Task item
Starting from the line that holds "Target: person in white shirt", print every line through the end of the records, first and last included.

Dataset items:
* * * * * * * * *
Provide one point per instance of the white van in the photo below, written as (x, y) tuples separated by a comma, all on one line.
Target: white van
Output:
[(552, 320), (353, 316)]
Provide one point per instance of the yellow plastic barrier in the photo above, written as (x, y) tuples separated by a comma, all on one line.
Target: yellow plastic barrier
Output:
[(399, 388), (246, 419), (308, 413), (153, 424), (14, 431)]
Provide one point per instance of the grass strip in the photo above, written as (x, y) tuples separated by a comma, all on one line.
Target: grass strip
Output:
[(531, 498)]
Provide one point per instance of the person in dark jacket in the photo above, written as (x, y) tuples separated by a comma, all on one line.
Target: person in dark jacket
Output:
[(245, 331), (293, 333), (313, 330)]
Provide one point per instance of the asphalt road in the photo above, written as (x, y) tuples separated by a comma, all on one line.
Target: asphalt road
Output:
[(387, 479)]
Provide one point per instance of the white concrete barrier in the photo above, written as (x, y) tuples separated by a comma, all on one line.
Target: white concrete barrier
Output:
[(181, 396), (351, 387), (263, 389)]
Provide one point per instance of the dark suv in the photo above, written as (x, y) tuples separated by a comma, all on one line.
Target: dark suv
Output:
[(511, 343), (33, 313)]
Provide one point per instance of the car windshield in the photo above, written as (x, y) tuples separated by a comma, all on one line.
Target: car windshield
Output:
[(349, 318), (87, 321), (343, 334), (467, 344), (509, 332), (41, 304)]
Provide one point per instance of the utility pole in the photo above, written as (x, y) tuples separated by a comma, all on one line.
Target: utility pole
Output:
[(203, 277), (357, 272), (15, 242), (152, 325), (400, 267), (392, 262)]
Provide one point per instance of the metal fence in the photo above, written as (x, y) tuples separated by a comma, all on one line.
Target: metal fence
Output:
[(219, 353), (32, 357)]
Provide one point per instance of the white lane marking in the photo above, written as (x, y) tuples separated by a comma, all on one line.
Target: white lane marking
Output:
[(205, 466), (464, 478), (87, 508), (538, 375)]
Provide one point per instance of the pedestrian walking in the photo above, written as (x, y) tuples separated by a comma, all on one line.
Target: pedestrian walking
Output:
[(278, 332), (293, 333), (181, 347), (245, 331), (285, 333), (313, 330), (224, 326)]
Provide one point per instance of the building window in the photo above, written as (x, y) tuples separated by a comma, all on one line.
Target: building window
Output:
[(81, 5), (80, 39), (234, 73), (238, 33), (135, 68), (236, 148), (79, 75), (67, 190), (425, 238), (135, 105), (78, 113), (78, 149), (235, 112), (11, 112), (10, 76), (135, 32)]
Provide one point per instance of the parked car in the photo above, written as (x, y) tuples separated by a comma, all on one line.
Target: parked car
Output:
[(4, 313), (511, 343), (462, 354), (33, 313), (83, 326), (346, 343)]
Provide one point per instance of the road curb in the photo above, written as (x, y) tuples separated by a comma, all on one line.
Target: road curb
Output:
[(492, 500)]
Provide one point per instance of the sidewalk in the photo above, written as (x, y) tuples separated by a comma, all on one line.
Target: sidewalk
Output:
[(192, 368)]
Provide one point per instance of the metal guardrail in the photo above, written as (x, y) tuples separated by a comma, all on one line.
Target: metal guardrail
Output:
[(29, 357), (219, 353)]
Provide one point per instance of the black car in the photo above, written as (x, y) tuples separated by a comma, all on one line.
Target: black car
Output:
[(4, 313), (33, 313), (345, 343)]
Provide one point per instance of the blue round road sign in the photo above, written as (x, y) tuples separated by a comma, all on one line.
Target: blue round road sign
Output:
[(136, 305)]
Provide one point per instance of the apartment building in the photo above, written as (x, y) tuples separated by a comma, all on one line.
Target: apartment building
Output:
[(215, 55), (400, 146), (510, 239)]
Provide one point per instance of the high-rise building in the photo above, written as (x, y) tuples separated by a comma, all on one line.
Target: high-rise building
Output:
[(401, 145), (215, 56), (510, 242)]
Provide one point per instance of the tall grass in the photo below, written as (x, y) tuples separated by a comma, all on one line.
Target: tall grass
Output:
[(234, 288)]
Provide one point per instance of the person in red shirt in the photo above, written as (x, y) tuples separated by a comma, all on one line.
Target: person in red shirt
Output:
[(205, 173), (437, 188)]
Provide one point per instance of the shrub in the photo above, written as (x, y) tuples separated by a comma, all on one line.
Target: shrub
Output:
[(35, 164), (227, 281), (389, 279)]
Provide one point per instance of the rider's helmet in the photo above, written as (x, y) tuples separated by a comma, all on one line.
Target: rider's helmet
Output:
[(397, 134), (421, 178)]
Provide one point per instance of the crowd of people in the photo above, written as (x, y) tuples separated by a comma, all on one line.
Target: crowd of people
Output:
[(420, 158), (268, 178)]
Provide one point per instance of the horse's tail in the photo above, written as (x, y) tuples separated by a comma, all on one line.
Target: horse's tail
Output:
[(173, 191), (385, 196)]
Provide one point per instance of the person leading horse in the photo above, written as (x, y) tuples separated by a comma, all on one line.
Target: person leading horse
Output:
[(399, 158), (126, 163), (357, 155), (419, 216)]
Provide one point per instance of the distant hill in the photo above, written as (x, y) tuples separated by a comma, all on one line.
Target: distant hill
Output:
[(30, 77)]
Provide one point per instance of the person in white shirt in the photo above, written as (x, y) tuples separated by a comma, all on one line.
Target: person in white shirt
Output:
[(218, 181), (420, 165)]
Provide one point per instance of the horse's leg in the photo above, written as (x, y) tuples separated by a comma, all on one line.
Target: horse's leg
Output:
* * * * * * * * *
Your response
Target: person in white shirt
Output:
[(218, 181), (420, 165)]
Provide one point per instance of the horse's leg in the photo above, written as (x, y) tuples separated by a comma, all on one line.
Target: horse's leg
Output:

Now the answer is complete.